**Listing:**
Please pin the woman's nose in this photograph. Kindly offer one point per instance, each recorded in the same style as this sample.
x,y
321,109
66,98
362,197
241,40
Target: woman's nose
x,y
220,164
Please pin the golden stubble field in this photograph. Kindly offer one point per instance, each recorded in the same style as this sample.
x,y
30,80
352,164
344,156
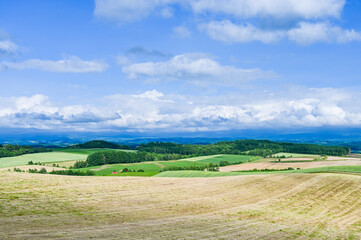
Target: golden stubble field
x,y
287,206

**Task statement:**
Produce an exact reproduction of the lines from the line containing "Please pin the golden" through the last line of the records. Any picture is left out.

**Response:**
Please pin the golden stubble field in this photograph. Kindly offer one point per instance, each recorded in the same style as this sample.
x,y
30,80
352,164
344,156
Target: golden stubble field
x,y
287,206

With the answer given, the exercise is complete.